◆ GOAL: List every writer whom the abstract below on moral cinema explicitly names as one of the 'moralistes'.

>> Begin SELECTION

Inner Lives: The Moral Cinema of Bresson, Rohmer, and the Dardennes

Vonderheide, Leah 01 May 2017 (has links)
This dissertation engages French-language films in the 'moraliste' tradition. The French word 'moraliste' has no exact English equivalent. It does not evoke the didactic sense of “moralist;” rather a 'moraliste' is someone who explores the inner workings of the mind, rather than the outer actions of a character. Beginning with the publication of Montaigne’s Essays in 1580, 'moralistes' including Descartes, La Rochefoucauld, Pascal, and La Bruyère created moral literature – literature concerned with personal reflections and the feelings of an individual over the dogma of good society. The emergence of film in the late nineteenth century provided a new medium for raising questions in the 'moraliste' tradition. Éric Rohmer, for example, described his Six Moral Tales as “films in which a particular feeling is analyzed and where even the characters themselves analyze their feelings and are very introspective. That’s what 'conte moral' (moral tale) means.” I argue that the films of Bresson, Rohmer, and the Dardennes are narratively, thematically, and stylistically interrelated in their connection to the specifically French 'moraliste' tradition. I contend that these films surfaced in post-World War II France – growing out of the deep ambiguities that existed in French society in the aftermath of occupation and liberation – and continue to appear in the increasingly transnational landscape of contemporary European cinema. This new approach to film history offers a counterweight to the narrative of French New Wave cinema, which privileges the work of more explicitly political and experimental filmmakers such as François Truffaut and Jean-Luc Godard.

>> End SELECTION
>> Begin DATA ROWS

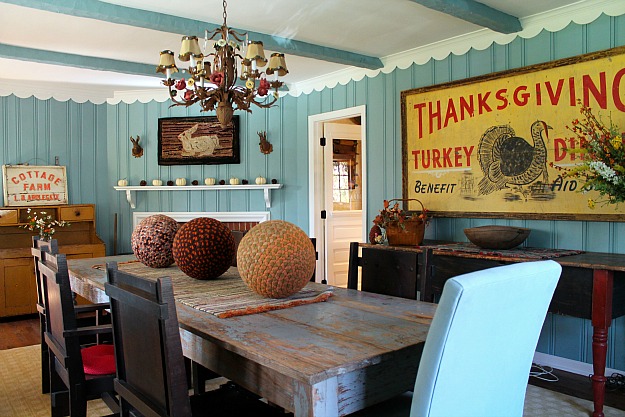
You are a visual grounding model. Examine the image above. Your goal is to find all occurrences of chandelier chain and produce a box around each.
[156,0,288,128]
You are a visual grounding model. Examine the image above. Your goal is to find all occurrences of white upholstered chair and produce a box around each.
[353,261,562,417]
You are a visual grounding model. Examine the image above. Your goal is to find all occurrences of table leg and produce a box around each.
[591,270,614,417]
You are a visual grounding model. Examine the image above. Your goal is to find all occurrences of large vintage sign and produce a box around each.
[2,165,67,206]
[401,47,625,220]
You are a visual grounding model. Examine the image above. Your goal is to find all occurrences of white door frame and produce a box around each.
[308,105,368,282]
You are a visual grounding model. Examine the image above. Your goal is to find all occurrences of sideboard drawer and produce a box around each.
[60,206,94,222]
[0,209,17,225]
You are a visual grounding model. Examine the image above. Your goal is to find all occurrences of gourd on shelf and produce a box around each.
[114,183,282,209]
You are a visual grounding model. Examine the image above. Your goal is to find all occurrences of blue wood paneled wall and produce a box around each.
[0,15,625,369]
[0,96,112,242]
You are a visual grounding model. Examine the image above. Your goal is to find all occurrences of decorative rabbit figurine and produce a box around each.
[130,135,143,158]
[256,131,273,155]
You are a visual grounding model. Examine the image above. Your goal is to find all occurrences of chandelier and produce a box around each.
[156,0,289,128]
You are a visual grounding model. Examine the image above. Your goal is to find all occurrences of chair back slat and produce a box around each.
[31,236,59,308]
[105,263,191,416]
[38,251,84,380]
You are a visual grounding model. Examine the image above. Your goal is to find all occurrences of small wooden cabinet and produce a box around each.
[0,204,106,317]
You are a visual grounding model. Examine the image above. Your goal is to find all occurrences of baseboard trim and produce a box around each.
[534,352,625,376]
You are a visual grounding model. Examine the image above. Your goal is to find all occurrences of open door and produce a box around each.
[309,106,367,287]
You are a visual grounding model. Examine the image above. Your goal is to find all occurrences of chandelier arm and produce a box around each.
[228,28,247,42]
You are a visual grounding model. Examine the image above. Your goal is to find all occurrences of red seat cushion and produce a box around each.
[80,345,115,375]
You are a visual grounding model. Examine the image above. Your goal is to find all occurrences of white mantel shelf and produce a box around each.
[113,184,283,209]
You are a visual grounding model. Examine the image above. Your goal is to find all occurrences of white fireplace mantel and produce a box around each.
[132,211,271,230]
[113,184,282,209]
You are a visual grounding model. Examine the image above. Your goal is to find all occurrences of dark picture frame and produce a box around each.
[158,115,241,165]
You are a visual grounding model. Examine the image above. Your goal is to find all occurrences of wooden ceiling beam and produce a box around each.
[0,0,384,69]
[410,0,523,33]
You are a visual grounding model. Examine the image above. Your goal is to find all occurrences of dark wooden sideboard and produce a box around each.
[348,241,625,417]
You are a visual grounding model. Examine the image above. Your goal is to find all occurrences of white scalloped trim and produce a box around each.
[0,0,625,104]
[289,0,625,96]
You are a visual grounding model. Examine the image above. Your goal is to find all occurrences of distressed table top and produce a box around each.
[68,255,436,417]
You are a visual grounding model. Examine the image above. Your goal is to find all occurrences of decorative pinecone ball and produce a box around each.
[130,214,179,268]
[172,217,234,279]
[237,220,316,298]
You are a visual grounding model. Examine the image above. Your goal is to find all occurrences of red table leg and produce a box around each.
[591,270,614,417]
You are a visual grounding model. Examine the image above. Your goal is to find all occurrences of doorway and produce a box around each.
[308,106,367,287]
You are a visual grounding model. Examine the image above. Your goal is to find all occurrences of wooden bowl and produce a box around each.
[464,226,531,249]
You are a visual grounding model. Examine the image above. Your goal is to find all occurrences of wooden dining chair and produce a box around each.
[37,251,118,417]
[31,236,59,394]
[353,261,562,417]
[105,262,288,417]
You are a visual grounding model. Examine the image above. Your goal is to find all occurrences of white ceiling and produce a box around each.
[0,0,625,102]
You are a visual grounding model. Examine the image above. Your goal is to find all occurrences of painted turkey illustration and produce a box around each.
[477,120,551,194]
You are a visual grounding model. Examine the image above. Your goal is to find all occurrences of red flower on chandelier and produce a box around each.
[258,78,269,97]
[176,78,187,90]
[209,71,224,85]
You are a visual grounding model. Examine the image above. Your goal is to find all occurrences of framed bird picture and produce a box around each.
[401,47,625,221]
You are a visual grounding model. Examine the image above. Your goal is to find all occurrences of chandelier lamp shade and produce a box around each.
[156,0,289,128]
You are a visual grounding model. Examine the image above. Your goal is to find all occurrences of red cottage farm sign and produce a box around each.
[2,165,67,206]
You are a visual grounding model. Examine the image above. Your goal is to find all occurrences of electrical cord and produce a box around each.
[530,363,560,382]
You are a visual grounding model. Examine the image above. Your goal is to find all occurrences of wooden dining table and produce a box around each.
[68,255,436,417]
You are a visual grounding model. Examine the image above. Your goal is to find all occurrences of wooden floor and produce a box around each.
[0,315,625,410]
[0,314,41,350]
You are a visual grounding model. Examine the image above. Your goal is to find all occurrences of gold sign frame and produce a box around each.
[401,47,625,221]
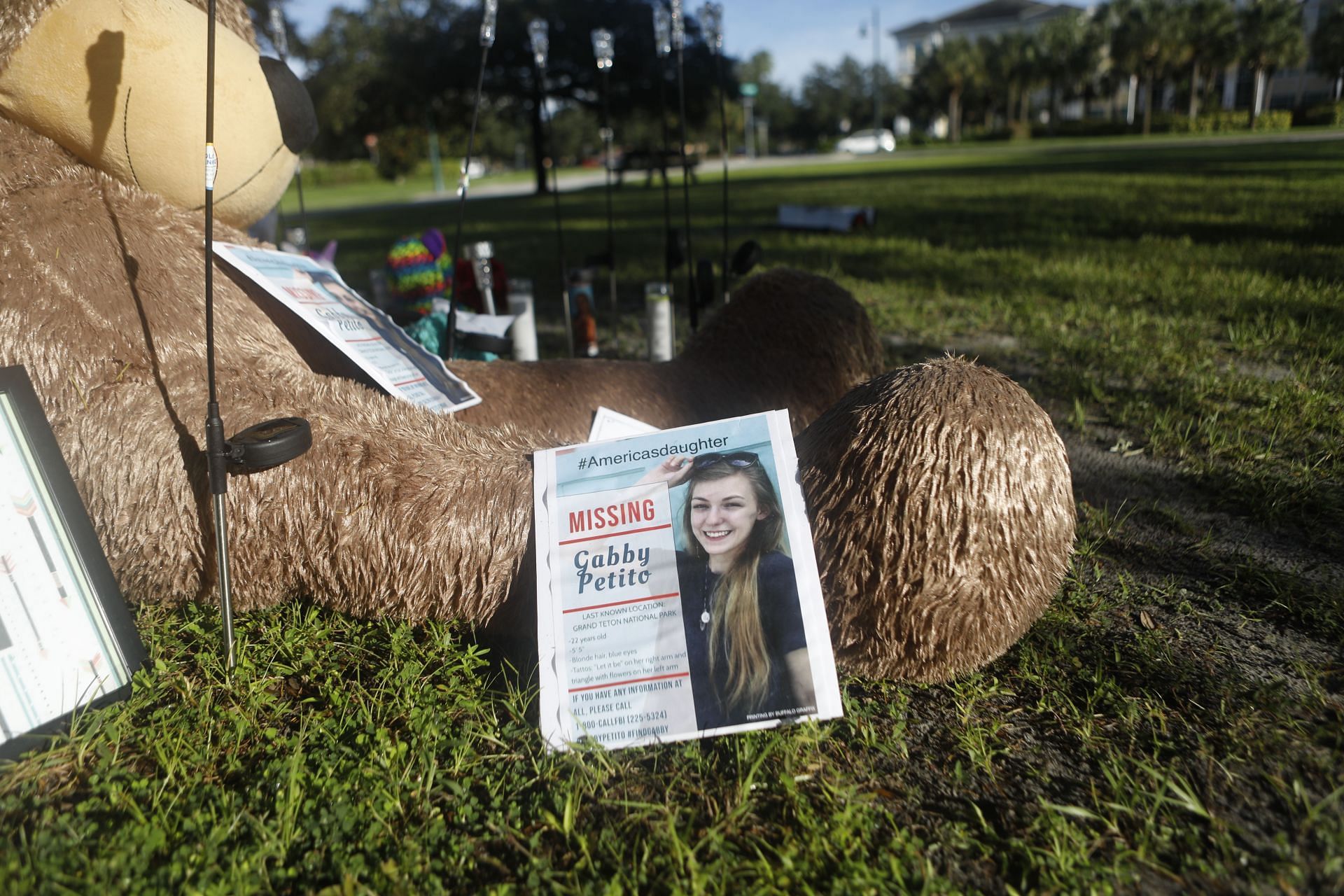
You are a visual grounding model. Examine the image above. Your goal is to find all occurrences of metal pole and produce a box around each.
[659,22,672,286]
[872,7,882,138]
[672,0,700,333]
[714,52,729,302]
[449,0,497,360]
[206,0,237,669]
[527,19,574,357]
[602,69,621,329]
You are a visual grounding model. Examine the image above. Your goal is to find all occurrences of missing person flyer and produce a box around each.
[535,411,841,750]
[215,243,481,411]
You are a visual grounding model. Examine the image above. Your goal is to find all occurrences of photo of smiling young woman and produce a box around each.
[641,451,816,729]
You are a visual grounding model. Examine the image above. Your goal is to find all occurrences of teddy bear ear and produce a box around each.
[797,357,1075,681]
[0,0,309,227]
[0,0,257,71]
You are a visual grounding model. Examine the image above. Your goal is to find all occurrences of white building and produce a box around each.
[888,0,1081,83]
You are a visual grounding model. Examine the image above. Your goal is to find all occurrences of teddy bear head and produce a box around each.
[0,0,317,227]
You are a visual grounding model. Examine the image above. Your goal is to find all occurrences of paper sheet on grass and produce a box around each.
[214,243,481,411]
[533,411,841,750]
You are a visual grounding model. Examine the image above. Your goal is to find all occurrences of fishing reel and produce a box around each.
[225,416,313,473]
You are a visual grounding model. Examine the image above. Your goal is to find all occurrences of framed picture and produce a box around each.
[0,367,145,759]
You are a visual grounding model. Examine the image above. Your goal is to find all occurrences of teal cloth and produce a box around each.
[406,312,498,361]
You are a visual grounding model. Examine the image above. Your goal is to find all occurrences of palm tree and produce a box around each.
[919,38,985,142]
[1312,4,1344,102]
[1040,9,1102,132]
[1176,0,1240,121]
[1106,0,1180,134]
[1239,0,1306,130]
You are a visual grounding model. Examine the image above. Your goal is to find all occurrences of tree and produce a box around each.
[1239,0,1306,130]
[792,55,904,145]
[1312,4,1344,102]
[981,31,1043,124]
[1040,9,1102,132]
[485,0,736,192]
[736,50,802,150]
[302,0,735,192]
[918,38,985,144]
[1103,0,1180,134]
[1176,0,1240,121]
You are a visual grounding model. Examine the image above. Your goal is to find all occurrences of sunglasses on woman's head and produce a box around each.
[691,451,761,470]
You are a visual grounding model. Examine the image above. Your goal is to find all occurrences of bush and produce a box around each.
[1031,118,1130,137]
[304,158,378,187]
[1153,108,1293,134]
[1293,102,1344,127]
[961,121,1031,142]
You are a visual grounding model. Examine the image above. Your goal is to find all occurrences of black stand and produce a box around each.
[447,16,493,360]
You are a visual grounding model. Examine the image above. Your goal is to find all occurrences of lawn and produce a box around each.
[0,136,1344,893]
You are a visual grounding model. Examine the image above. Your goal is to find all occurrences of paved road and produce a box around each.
[308,129,1344,218]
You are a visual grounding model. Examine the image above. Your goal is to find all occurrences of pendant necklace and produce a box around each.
[700,560,711,631]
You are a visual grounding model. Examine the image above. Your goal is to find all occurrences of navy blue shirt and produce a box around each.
[676,551,815,729]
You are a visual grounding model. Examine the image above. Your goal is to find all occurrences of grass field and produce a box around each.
[0,136,1344,893]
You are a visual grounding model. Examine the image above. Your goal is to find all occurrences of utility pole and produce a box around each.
[859,7,882,137]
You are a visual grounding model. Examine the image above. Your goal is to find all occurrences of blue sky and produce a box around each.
[285,0,977,89]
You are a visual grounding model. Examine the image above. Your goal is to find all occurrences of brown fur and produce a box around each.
[798,357,1074,681]
[0,4,1072,680]
[450,269,882,440]
[0,120,892,629]
[0,0,257,71]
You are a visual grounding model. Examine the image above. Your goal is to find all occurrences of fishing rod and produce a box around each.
[527,19,574,357]
[447,0,500,360]
[700,3,729,301]
[653,1,673,286]
[593,28,621,339]
[270,6,308,250]
[669,0,700,332]
[206,0,313,669]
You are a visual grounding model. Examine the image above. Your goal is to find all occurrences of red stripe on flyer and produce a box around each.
[570,672,691,693]
[562,591,681,615]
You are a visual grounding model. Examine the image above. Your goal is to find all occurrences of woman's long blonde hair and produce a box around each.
[681,461,783,712]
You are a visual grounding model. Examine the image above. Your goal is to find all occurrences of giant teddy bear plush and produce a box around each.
[0,0,1074,680]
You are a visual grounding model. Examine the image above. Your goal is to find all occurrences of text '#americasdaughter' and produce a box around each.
[578,437,729,470]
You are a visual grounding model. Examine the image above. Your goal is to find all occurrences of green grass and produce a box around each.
[8,136,1344,893]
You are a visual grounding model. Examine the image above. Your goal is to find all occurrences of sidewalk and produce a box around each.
[308,129,1344,218]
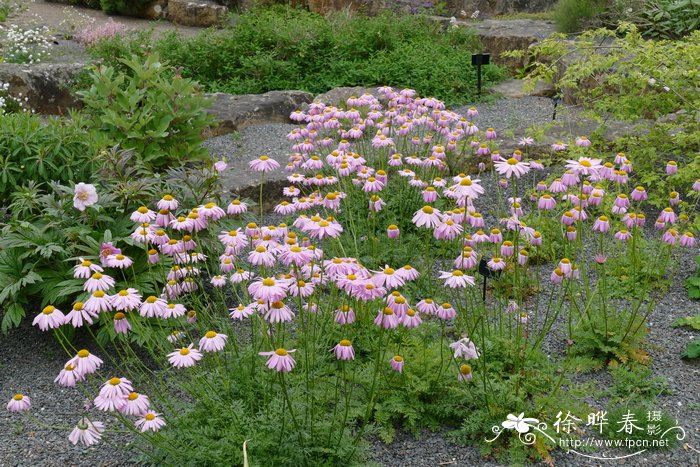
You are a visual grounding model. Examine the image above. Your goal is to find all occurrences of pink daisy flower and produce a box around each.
[134,410,165,433]
[68,417,105,446]
[248,277,289,302]
[32,305,66,331]
[566,157,603,175]
[331,339,355,360]
[110,287,141,311]
[389,355,404,373]
[258,347,296,373]
[374,307,399,329]
[440,269,474,289]
[114,311,131,334]
[139,295,168,318]
[83,270,114,293]
[199,331,228,352]
[73,258,104,279]
[85,290,112,315]
[168,344,202,368]
[119,392,151,416]
[66,349,104,377]
[7,394,32,413]
[64,302,97,328]
[435,303,457,321]
[450,337,479,360]
[335,305,355,324]
[73,182,97,211]
[401,308,423,329]
[412,206,442,229]
[493,157,530,178]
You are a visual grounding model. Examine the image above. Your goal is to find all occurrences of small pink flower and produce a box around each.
[7,394,32,413]
[450,337,479,360]
[493,157,530,178]
[258,347,296,373]
[134,410,165,433]
[119,392,151,416]
[168,344,202,368]
[386,224,400,240]
[389,355,404,373]
[331,339,355,360]
[199,331,228,352]
[249,156,280,173]
[412,206,442,229]
[73,182,97,211]
[374,307,399,329]
[32,305,66,331]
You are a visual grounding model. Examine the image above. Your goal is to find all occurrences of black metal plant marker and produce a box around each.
[479,258,501,302]
[472,52,491,97]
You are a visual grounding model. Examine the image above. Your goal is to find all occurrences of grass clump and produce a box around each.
[93,6,504,104]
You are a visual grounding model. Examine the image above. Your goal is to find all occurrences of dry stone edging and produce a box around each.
[204,91,313,139]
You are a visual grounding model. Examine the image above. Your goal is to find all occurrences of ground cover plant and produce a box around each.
[8,87,700,465]
[85,6,505,103]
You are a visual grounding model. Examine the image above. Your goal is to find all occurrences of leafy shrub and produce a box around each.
[0,112,100,204]
[554,0,605,33]
[78,54,212,169]
[86,6,504,103]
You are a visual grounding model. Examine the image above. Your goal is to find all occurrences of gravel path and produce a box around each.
[6,0,202,36]
[0,98,700,467]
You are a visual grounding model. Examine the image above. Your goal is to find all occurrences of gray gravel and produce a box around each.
[0,98,700,467]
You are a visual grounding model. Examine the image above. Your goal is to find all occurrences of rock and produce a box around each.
[168,0,228,27]
[313,86,379,107]
[431,16,555,71]
[204,91,313,138]
[446,0,557,18]
[0,63,85,115]
[491,79,556,99]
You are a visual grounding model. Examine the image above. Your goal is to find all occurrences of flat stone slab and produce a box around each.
[203,123,297,211]
[490,79,556,99]
[167,0,228,28]
[204,91,314,138]
[0,63,85,115]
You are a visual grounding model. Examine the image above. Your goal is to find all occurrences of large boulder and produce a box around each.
[168,0,228,27]
[0,63,85,115]
[204,91,314,138]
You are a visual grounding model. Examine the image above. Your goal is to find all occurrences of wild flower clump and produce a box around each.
[2,24,51,64]
[6,88,700,465]
[75,18,126,47]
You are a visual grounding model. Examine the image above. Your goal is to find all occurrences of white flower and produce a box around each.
[73,182,97,211]
[501,412,540,433]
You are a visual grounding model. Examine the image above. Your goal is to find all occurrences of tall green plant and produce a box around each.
[78,54,213,169]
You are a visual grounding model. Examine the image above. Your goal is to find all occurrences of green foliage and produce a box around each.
[86,6,504,103]
[512,23,700,121]
[100,0,153,14]
[553,0,605,33]
[683,255,700,300]
[0,112,100,204]
[609,363,670,405]
[79,54,212,169]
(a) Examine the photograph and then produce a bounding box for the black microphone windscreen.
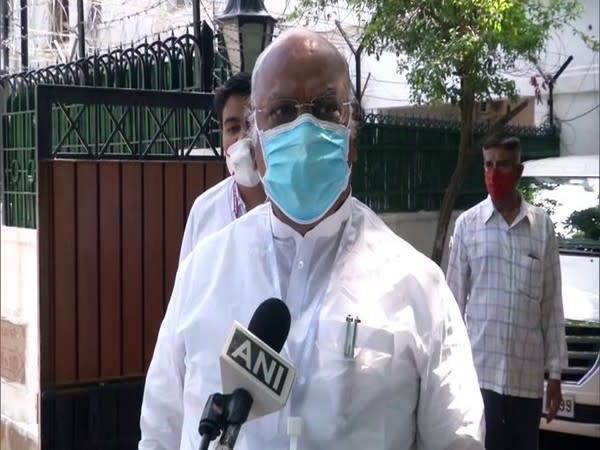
[248,298,292,353]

>> End DATA ROWS

◆ EXERCISE RESPONSE: Descartes, La Rochefoucauld, Pascal, La Bruyère